══ Material provided
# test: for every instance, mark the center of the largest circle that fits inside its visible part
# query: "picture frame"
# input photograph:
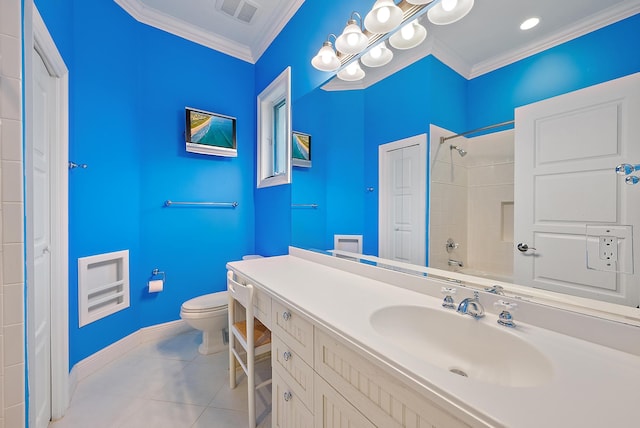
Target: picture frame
(210, 133)
(300, 149)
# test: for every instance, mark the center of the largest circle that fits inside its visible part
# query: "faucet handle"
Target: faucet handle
(505, 318)
(448, 299)
(505, 306)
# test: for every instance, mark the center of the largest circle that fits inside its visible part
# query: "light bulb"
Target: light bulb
(352, 39)
(529, 23)
(449, 5)
(383, 14)
(407, 31)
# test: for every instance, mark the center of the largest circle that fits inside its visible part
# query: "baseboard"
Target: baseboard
(100, 359)
(163, 331)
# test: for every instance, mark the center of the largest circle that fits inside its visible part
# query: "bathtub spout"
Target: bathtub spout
(456, 263)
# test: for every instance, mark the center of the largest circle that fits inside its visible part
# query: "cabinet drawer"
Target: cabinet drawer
(333, 411)
(386, 401)
(287, 409)
(261, 303)
(297, 373)
(295, 330)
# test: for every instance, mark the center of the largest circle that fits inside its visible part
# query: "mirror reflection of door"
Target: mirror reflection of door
(402, 210)
(567, 148)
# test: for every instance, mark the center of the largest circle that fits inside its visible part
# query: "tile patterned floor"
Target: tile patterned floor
(166, 384)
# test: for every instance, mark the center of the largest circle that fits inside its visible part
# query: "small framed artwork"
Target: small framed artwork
(300, 149)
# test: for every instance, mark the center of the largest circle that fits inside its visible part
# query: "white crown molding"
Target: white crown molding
(172, 25)
(100, 359)
(447, 56)
(400, 60)
(582, 27)
(262, 43)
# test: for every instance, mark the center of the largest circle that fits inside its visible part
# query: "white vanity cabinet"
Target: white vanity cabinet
(318, 377)
(386, 401)
(332, 367)
(291, 362)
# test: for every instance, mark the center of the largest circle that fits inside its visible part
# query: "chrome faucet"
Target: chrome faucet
(472, 306)
(495, 289)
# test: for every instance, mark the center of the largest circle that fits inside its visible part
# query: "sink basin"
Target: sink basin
(463, 346)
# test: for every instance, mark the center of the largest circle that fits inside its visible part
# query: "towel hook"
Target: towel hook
(73, 165)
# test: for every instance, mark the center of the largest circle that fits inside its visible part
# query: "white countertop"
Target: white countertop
(592, 385)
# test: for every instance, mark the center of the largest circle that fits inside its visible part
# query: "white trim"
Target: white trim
(277, 91)
(38, 37)
(585, 26)
(100, 359)
(384, 200)
(435, 47)
(150, 16)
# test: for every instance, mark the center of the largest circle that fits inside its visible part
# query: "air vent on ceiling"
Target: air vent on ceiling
(241, 10)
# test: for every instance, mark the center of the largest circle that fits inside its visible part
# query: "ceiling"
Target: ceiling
(241, 28)
(486, 39)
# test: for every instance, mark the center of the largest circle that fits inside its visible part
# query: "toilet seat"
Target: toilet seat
(213, 302)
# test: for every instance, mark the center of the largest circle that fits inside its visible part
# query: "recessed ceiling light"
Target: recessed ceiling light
(529, 23)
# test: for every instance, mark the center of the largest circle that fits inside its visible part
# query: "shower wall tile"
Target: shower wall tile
(10, 18)
(14, 416)
(13, 354)
(11, 181)
(10, 139)
(11, 100)
(13, 312)
(491, 174)
(12, 214)
(14, 386)
(12, 382)
(13, 263)
(10, 64)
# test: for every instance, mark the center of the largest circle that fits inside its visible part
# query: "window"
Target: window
(274, 132)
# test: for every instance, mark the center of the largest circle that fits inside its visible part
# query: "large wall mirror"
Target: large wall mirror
(340, 193)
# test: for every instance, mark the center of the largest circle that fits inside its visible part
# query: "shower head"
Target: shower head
(460, 151)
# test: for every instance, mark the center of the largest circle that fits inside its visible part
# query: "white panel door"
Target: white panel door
(566, 151)
(43, 115)
(402, 209)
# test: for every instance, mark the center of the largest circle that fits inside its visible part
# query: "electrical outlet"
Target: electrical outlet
(608, 248)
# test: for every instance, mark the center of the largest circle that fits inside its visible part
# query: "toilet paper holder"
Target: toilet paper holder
(158, 273)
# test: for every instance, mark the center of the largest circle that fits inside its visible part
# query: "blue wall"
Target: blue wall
(429, 92)
(128, 90)
(597, 57)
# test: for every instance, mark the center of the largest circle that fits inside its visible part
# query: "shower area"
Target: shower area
(471, 203)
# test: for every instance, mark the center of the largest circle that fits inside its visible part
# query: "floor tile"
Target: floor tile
(166, 383)
(163, 414)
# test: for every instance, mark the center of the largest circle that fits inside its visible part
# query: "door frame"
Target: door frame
(37, 38)
(384, 198)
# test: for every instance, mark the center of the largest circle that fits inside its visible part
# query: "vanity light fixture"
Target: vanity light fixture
(383, 17)
(326, 58)
(449, 11)
(387, 20)
(378, 56)
(351, 72)
(409, 36)
(529, 23)
(352, 40)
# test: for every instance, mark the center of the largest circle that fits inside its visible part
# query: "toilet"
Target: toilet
(208, 313)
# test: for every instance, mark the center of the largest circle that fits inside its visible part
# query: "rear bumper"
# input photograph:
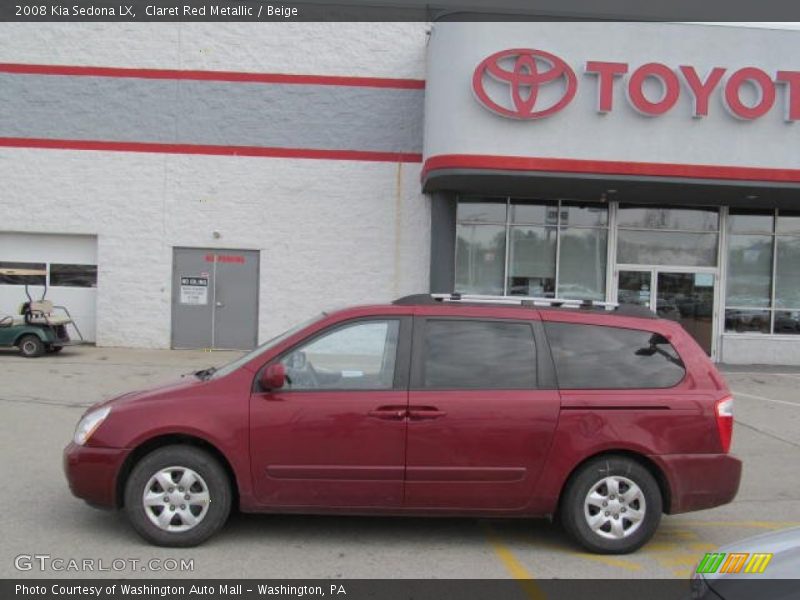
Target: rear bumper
(699, 481)
(92, 473)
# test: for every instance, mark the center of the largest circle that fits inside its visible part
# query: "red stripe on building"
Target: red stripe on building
(230, 76)
(607, 167)
(213, 150)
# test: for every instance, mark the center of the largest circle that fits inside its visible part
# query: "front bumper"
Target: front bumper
(699, 481)
(92, 473)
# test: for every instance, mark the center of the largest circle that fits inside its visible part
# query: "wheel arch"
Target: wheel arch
(171, 439)
(653, 468)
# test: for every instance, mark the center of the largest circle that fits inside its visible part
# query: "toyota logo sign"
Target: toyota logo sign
(523, 72)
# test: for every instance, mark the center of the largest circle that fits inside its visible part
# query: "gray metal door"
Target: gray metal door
(215, 298)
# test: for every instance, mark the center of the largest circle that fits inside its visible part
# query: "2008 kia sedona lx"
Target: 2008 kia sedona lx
(428, 406)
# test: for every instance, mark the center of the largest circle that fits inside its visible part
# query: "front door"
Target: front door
(685, 296)
(481, 420)
(335, 435)
(215, 298)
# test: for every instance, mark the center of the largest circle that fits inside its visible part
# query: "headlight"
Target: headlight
(89, 424)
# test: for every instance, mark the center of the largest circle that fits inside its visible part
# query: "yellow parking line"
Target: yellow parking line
(513, 566)
(748, 524)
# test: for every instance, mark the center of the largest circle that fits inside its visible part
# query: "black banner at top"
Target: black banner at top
(395, 10)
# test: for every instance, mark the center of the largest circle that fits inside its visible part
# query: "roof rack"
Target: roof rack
(525, 301)
(631, 310)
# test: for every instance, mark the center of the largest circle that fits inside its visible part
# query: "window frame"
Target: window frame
(771, 309)
(559, 204)
(624, 389)
(545, 371)
(401, 365)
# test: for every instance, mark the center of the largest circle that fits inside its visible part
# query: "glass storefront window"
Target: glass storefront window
(749, 270)
(582, 272)
(532, 261)
(480, 258)
(788, 222)
(541, 213)
(684, 219)
(589, 215)
(670, 248)
(481, 211)
(763, 272)
(787, 272)
(743, 221)
(537, 234)
(787, 321)
(743, 320)
(26, 277)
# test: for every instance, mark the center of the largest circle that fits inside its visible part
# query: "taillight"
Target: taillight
(724, 410)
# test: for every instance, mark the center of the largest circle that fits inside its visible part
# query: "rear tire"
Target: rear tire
(611, 505)
(30, 346)
(177, 496)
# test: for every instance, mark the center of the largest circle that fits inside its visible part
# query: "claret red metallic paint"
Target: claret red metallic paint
(423, 451)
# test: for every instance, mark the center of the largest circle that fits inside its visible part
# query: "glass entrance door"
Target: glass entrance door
(688, 298)
(683, 296)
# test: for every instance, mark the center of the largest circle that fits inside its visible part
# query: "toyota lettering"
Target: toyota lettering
(518, 76)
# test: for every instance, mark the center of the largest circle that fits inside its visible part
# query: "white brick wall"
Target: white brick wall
(330, 232)
(347, 49)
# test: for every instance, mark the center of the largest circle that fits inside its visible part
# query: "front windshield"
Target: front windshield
(232, 366)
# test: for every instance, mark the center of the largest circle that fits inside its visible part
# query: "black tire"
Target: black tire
(30, 346)
(574, 514)
(181, 457)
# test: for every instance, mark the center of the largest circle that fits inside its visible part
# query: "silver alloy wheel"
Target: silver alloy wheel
(614, 508)
(176, 499)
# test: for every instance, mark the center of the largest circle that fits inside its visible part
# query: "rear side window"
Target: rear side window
(598, 357)
(478, 355)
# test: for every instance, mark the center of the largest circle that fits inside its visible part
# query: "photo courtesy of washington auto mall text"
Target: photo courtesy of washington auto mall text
(399, 299)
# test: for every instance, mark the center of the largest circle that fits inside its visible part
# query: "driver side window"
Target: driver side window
(360, 355)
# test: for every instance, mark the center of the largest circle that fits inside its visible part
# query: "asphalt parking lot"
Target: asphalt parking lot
(41, 400)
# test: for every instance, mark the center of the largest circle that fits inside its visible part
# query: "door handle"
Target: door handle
(389, 413)
(426, 412)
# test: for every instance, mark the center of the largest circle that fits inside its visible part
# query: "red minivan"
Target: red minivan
(604, 417)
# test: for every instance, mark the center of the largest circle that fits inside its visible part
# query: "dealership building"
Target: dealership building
(208, 185)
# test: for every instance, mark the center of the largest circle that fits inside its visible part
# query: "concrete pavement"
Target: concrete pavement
(41, 400)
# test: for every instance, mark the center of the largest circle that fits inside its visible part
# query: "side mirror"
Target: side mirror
(273, 377)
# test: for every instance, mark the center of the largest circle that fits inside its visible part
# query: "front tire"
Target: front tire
(30, 346)
(177, 496)
(612, 505)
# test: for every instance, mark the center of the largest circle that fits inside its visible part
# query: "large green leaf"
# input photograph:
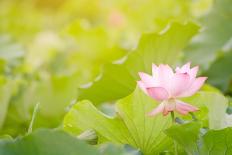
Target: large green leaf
(217, 142)
(131, 126)
(215, 35)
(164, 47)
(186, 135)
(220, 73)
(46, 142)
(6, 90)
(195, 142)
(212, 107)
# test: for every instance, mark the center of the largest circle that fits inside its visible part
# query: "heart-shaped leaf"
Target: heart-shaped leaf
(46, 142)
(164, 47)
(131, 126)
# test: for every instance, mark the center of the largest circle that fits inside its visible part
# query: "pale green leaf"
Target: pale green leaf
(216, 33)
(186, 135)
(131, 126)
(164, 47)
(212, 107)
(46, 142)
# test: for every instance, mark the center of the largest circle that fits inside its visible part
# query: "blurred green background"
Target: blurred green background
(50, 48)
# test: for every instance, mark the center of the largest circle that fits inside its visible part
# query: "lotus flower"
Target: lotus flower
(168, 87)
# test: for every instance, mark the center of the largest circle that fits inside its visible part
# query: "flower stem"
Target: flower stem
(174, 142)
(193, 116)
(173, 117)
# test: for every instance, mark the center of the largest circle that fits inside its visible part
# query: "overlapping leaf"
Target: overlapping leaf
(215, 35)
(194, 141)
(46, 142)
(220, 73)
(132, 126)
(210, 103)
(153, 48)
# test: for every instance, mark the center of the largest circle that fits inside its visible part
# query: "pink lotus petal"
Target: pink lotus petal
(180, 83)
(147, 80)
(184, 69)
(157, 110)
(194, 87)
(193, 72)
(169, 107)
(158, 93)
(142, 86)
(165, 74)
(155, 71)
(184, 108)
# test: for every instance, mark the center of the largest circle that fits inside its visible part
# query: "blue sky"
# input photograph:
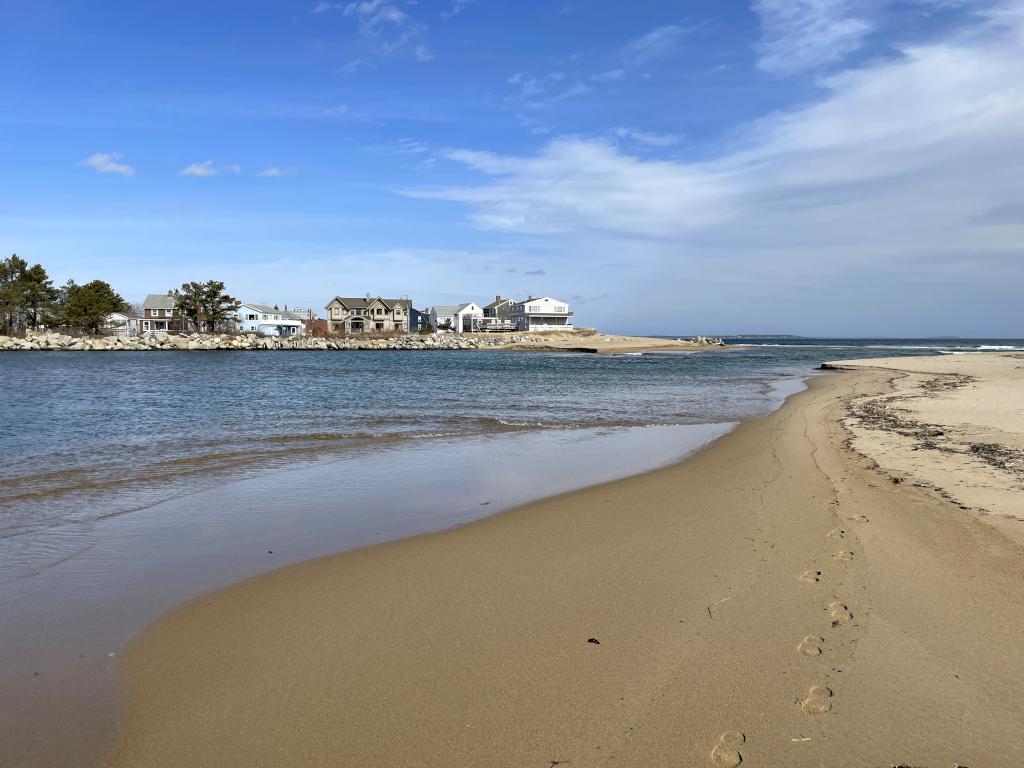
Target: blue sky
(850, 167)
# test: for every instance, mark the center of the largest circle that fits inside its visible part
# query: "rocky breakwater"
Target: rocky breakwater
(172, 342)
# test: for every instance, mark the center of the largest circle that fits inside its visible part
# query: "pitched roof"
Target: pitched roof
(159, 301)
(498, 302)
(262, 308)
(363, 303)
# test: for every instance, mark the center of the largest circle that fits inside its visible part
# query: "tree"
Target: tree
(27, 294)
(11, 272)
(86, 307)
(205, 305)
(39, 295)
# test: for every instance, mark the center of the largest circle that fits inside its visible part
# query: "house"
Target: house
(544, 313)
(267, 321)
(467, 318)
(160, 312)
(304, 315)
(442, 317)
(496, 315)
(123, 324)
(418, 320)
(369, 314)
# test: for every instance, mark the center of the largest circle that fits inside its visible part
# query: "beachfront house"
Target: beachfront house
(122, 324)
(442, 317)
(161, 313)
(369, 314)
(544, 313)
(496, 315)
(467, 318)
(418, 320)
(267, 321)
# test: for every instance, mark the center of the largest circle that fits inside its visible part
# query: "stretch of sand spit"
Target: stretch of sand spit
(774, 600)
(953, 422)
(607, 344)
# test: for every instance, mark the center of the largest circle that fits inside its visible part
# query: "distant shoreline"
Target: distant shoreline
(565, 342)
(781, 561)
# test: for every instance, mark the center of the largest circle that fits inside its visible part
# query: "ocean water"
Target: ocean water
(133, 481)
(86, 435)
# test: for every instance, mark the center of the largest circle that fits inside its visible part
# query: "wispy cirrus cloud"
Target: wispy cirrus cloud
(904, 166)
(102, 162)
(458, 6)
(659, 43)
(275, 172)
(646, 137)
(207, 168)
(800, 35)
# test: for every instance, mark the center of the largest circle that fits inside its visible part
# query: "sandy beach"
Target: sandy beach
(600, 343)
(833, 585)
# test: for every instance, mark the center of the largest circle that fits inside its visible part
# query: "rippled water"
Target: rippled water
(85, 435)
(133, 481)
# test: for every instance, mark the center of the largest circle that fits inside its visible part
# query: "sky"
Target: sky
(814, 167)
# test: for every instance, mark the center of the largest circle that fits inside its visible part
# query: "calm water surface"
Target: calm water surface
(133, 481)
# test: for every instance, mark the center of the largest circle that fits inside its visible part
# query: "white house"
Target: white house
(544, 313)
(121, 324)
(496, 315)
(468, 318)
(442, 317)
(266, 321)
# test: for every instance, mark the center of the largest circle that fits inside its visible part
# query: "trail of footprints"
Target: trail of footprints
(726, 752)
(817, 700)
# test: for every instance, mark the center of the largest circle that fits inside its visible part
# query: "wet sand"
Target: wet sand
(775, 599)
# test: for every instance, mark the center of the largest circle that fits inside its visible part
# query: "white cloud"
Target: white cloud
(201, 170)
(108, 163)
(659, 43)
(646, 137)
(275, 172)
(457, 7)
(800, 35)
(608, 76)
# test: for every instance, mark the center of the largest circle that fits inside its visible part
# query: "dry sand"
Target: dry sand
(774, 599)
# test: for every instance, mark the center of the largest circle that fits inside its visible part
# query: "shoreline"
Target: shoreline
(775, 572)
(518, 342)
(130, 567)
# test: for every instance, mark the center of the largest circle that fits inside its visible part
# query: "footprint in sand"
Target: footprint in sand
(726, 752)
(817, 700)
(811, 645)
(839, 612)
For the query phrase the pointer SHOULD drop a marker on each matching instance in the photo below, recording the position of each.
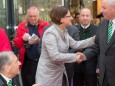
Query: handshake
(80, 57)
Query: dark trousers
(81, 79)
(64, 82)
(28, 72)
(105, 81)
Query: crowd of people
(61, 54)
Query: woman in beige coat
(55, 44)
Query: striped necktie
(10, 83)
(109, 31)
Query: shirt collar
(85, 26)
(6, 78)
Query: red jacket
(4, 41)
(19, 42)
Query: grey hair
(5, 58)
(111, 2)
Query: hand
(34, 40)
(80, 57)
(25, 37)
(94, 38)
(36, 85)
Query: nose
(19, 62)
(71, 18)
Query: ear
(7, 67)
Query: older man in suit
(9, 67)
(85, 72)
(105, 45)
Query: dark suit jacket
(4, 83)
(107, 53)
(90, 65)
(74, 33)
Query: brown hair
(57, 13)
(33, 5)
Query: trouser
(64, 82)
(28, 72)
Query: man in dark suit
(9, 68)
(105, 45)
(74, 33)
(85, 72)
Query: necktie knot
(10, 83)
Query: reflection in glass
(2, 14)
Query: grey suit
(107, 54)
(55, 44)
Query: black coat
(4, 83)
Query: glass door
(3, 14)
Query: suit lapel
(111, 40)
(103, 33)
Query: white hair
(5, 58)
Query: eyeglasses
(67, 16)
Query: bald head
(85, 16)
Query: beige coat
(55, 44)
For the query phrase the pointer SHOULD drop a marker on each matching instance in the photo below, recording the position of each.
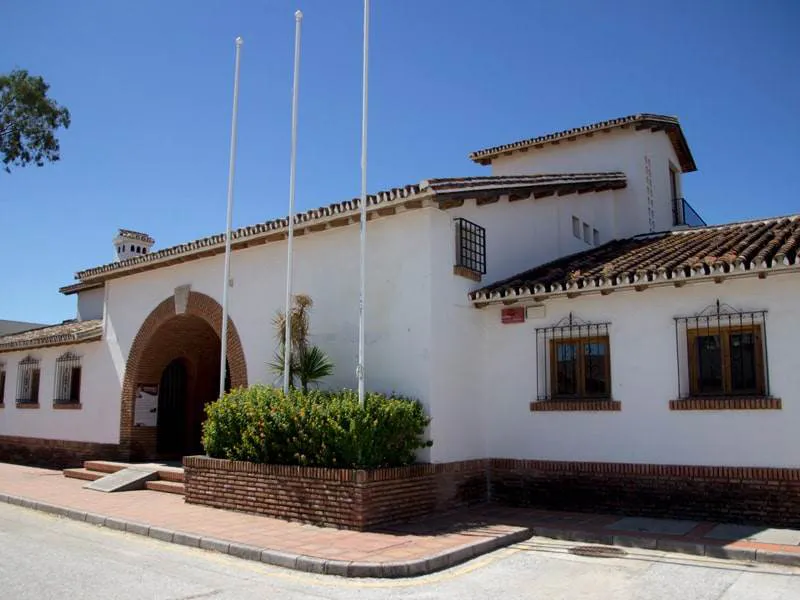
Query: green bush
(319, 429)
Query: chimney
(131, 244)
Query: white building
(568, 308)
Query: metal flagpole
(287, 352)
(231, 171)
(363, 219)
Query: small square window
(726, 361)
(581, 368)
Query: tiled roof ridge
(486, 154)
(272, 225)
(670, 256)
(53, 335)
(136, 235)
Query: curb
(696, 548)
(297, 562)
(411, 568)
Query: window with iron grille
(28, 381)
(573, 360)
(722, 352)
(470, 246)
(67, 384)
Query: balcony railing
(684, 214)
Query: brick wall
(344, 498)
(55, 454)
(728, 494)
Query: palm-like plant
(309, 364)
(313, 365)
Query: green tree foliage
(308, 364)
(28, 121)
(319, 429)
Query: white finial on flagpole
(287, 346)
(231, 172)
(363, 220)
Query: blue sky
(149, 85)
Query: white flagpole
(363, 219)
(231, 171)
(287, 353)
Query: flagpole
(231, 171)
(287, 346)
(363, 219)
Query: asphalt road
(44, 557)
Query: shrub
(319, 429)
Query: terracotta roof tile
(137, 235)
(439, 190)
(70, 332)
(643, 121)
(707, 251)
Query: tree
(309, 364)
(28, 121)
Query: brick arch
(199, 307)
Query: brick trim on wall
(54, 454)
(346, 498)
(361, 500)
(727, 403)
(198, 305)
(729, 494)
(575, 405)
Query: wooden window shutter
(75, 385)
(34, 386)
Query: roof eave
(569, 291)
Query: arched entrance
(175, 356)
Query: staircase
(170, 479)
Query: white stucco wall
(326, 268)
(618, 150)
(644, 379)
(526, 233)
(96, 421)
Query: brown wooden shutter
(75, 385)
(35, 386)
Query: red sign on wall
(513, 315)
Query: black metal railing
(470, 246)
(67, 383)
(684, 214)
(28, 381)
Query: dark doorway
(172, 400)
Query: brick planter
(346, 498)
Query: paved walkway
(402, 550)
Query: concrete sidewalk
(400, 551)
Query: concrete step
(173, 474)
(104, 466)
(165, 473)
(170, 487)
(130, 478)
(84, 474)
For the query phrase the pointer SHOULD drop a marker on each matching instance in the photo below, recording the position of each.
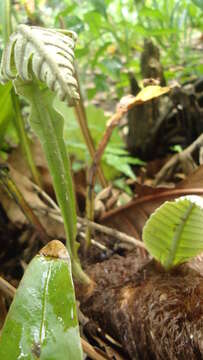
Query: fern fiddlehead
(33, 57)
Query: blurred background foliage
(111, 35)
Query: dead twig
(13, 191)
(56, 214)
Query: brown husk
(154, 314)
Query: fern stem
(60, 169)
(24, 141)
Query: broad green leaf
(42, 321)
(174, 232)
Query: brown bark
(154, 314)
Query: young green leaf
(51, 54)
(173, 233)
(42, 321)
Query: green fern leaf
(44, 54)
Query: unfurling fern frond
(45, 54)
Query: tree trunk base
(154, 314)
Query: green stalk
(49, 128)
(24, 141)
(19, 123)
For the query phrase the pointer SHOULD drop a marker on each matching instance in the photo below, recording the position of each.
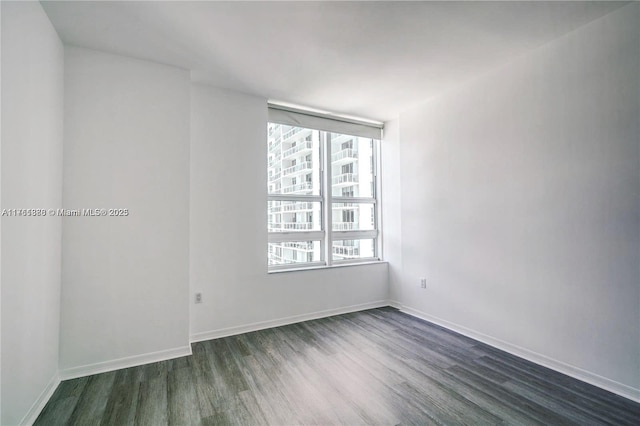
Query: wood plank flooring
(372, 367)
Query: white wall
(125, 279)
(520, 203)
(32, 108)
(228, 246)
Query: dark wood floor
(372, 367)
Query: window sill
(315, 268)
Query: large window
(323, 207)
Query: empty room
(320, 213)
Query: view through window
(321, 194)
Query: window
(322, 201)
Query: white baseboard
(116, 364)
(247, 328)
(42, 400)
(559, 366)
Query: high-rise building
(294, 168)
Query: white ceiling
(369, 59)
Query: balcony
(300, 167)
(343, 226)
(274, 145)
(291, 132)
(344, 156)
(346, 251)
(344, 206)
(299, 187)
(344, 179)
(300, 148)
(273, 162)
(298, 207)
(299, 226)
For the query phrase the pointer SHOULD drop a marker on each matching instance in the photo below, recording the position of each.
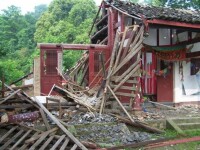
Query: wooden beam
(61, 126)
(126, 78)
(55, 46)
(45, 119)
(193, 54)
(128, 70)
(173, 23)
(121, 47)
(120, 104)
(125, 94)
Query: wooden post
(121, 104)
(3, 87)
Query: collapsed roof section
(152, 12)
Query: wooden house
(137, 51)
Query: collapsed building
(136, 52)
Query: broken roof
(152, 12)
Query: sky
(28, 5)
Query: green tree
(17, 43)
(66, 21)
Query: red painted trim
(158, 37)
(174, 23)
(172, 142)
(73, 46)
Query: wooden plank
(45, 119)
(20, 140)
(113, 78)
(174, 126)
(47, 143)
(126, 78)
(120, 104)
(132, 81)
(24, 147)
(42, 138)
(8, 133)
(127, 58)
(61, 126)
(138, 37)
(128, 70)
(131, 88)
(125, 94)
(74, 147)
(58, 142)
(11, 95)
(64, 144)
(133, 50)
(11, 140)
(32, 139)
(135, 27)
(121, 47)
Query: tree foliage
(66, 21)
(182, 4)
(17, 41)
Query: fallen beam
(173, 142)
(55, 120)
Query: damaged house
(138, 50)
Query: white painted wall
(191, 82)
(152, 38)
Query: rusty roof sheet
(152, 12)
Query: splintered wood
(121, 72)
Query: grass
(172, 134)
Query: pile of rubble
(31, 123)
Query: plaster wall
(187, 90)
(150, 40)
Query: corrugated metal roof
════
[Task statement]
Quote only the lines from the line containing "Query: red painted trim" through the end of the entries, keeping the first and the last.

[Answer to this problem]
Query: red painted trim
(158, 37)
(174, 23)
(172, 142)
(73, 46)
Query: wooden plank
(45, 119)
(20, 140)
(113, 78)
(174, 126)
(47, 143)
(126, 78)
(120, 104)
(132, 81)
(24, 147)
(42, 138)
(8, 133)
(127, 58)
(61, 126)
(138, 37)
(128, 70)
(131, 88)
(125, 94)
(74, 147)
(58, 142)
(11, 95)
(64, 144)
(133, 50)
(11, 140)
(32, 139)
(135, 27)
(121, 47)
Query: tree foliage
(66, 21)
(182, 4)
(17, 41)
Query: fallen beam
(173, 142)
(55, 120)
Query: damaged house
(138, 50)
Query: white painted wall
(191, 82)
(152, 38)
Query: rusty roof sheet
(152, 12)
Query: splintered wood
(121, 72)
Query: grass
(172, 134)
Query: pile of rubble
(31, 123)
Query: plaster wall
(187, 90)
(150, 40)
Query: corrugated metal roof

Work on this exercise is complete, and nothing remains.